*Given request*
Can you copy every one of the rows below, character for character and in the same order?

*Data lines*
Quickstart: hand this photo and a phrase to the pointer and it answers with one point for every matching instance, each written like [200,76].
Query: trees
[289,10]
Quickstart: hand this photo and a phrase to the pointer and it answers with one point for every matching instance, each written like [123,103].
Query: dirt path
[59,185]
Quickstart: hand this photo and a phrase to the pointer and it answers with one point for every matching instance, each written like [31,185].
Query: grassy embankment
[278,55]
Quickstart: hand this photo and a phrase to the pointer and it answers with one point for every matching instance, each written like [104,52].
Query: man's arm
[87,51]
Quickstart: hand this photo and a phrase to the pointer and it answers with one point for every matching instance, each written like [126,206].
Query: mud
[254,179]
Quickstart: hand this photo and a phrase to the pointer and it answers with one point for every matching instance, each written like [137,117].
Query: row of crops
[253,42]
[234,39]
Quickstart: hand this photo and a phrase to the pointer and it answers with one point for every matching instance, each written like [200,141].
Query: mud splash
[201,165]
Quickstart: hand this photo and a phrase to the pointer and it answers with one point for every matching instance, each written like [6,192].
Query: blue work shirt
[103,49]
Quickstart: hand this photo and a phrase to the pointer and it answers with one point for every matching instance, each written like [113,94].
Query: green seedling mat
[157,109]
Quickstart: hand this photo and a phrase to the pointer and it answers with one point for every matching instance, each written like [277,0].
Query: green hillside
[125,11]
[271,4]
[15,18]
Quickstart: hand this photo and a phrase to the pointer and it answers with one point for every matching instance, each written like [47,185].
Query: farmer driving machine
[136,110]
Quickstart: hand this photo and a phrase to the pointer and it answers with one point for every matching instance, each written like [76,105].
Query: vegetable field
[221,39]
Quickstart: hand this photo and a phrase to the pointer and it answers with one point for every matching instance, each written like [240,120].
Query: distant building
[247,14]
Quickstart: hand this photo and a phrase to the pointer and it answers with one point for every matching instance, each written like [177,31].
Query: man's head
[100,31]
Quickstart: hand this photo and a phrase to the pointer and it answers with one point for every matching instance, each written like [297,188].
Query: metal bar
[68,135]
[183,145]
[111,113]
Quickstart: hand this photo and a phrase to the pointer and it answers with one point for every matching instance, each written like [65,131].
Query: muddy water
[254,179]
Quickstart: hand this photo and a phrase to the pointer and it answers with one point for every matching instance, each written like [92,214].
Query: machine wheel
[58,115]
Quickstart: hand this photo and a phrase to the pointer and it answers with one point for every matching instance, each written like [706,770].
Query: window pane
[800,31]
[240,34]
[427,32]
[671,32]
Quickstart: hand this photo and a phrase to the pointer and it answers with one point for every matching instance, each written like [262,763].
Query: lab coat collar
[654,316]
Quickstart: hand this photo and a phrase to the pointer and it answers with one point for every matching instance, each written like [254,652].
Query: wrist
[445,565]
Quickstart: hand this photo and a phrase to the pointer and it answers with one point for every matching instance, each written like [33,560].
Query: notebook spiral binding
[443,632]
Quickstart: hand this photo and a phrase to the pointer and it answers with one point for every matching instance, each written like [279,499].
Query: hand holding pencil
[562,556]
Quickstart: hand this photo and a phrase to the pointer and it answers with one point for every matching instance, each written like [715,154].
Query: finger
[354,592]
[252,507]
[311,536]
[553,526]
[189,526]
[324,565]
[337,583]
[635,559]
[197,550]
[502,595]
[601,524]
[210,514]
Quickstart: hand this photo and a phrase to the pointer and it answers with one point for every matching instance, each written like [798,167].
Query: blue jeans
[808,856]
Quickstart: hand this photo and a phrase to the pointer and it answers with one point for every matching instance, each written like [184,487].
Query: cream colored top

*Written solution*
Quickstart: hand this photo and a phrase to the pointer and it answers with one point for every matching instance, each written like [200,76].
Query: trees
[289,10]
Quickstart: hand this photo and a phrase to the pointer and it answers with one point for every matching instance, each written like [123,103].
Query: dirt path
[59,185]
Quickstart: hand this photo and a phrase to the pointer and it answers with one point for every matching instance, each written like [31,185].
Query: grassy embankment
[278,55]
Quickstart: hand this photo and a phrase to the pointer and it answers with one point for every matching instance, each written like [104,52].
Query: man's arm
[87,51]
Quickstart: hand this photo and a phrase to the pointer and it answers with one point for every matching instance, each written like [126,206].
Query: mud
[254,179]
Quickstart: hand this photo and a phrase to the pointer and it answers with one point for every matching instance, each written like [137,117].
Query: row of crops
[253,42]
[234,39]
Quickstart: hand this photo and a phrase to the pointer and it answers with one point for every matching instance, each written like [200,141].
Query: mud splash
[201,165]
Quickstart: hand this photo and a phrase to the pointer and it answers with one point for every matching instance, each written like [6,192].
Query: blue work shirt
[103,49]
Quickstart: hand this photo and a phrase to the pointer and it answers with one point for every matching instance, each written like [113,94].
Query: green seedling mat
[157,109]
Quickstart: hand this photo and a phrase to the pointer and it answers with one point for every matching instance, each written like [277,0].
Query: green hillside
[125,11]
[271,4]
[15,18]
Quickstart: hand this photo and a phrase to the pointer and it answers with one point for every matching instance, each written like [47,185].
Query: farmer driving machine
[136,110]
Quickstart: hand this photo and a phrase to the pointer and it answers with one point for every matching instance, each written like [76,105].
Query: vegetable field
[221,39]
Quickstart: hand this photo and a phrase to the pointer and it answers with one point for every matching instance, each written like [240,120].
Query: distant building
[247,14]
Quickstart: hand this photo and a phrase to the pointer and it answers with one point for every matching instance, each written like [177,31].
Query: man's head
[100,31]
Quickstart: hand this photo and a phrase to the pointer and it answers with one point for every matching instance, each written like [297,188].
Query: metal bar
[68,135]
[183,145]
[111,113]
Quickstart: hand this photo and a phrase to the pointer and it answers with one point for every matching instance, each written like [65,131].
Query: muddy water
[254,179]
Quickstart: hand this photo and a phrase to the pointer and it answers with one point for every matching instance, each written like [92,214].
Query: machine wheel
[58,115]
Quickstart: hand this photo and a phrase to the pointer and it answers with one point for every matching instance, each written like [706,770].
Query: window pane
[800,31]
[240,34]
[427,32]
[671,32]
Quickstart: hand this photo and a phrase to the pointer and it answers with one point for every matching instance, each written like [262,763].
Query: lab coat collar
[654,316]
Quickstart: hand this photo and a phrase to the pointer and it answers with one point for every matching instance, each written like [254,652].
Query: wrist
[445,565]
Quickstart: hand this photo and a phrase to the pointer and it answers with one point for every matching instance, each written like [33,560].
Query: notebook spiral binding
[443,632]
Quickstart: hand this photo and a phrase to the pointer and it answers with one point for every matching instance, each written like [279,499].
Query: hand holding pencil
[562,556]
Quickstart: hand this photo and a phrase to the pointer and it answers with one point for every matching instance, each written like [715,154].
Query: finger
[354,592]
[252,507]
[311,536]
[553,526]
[189,526]
[324,565]
[337,583]
[635,559]
[197,550]
[502,595]
[601,524]
[210,514]
Quickstart: hand this photo and a phrase to the pointer and it answers with one point for every matching instance, each written like [798,167].
Query: blue jeans
[808,856]
Quickstart: hand this photo and a phrase to the pointer and it answers with one point for every matching instance, each written like [184,487].
Query: cream colored top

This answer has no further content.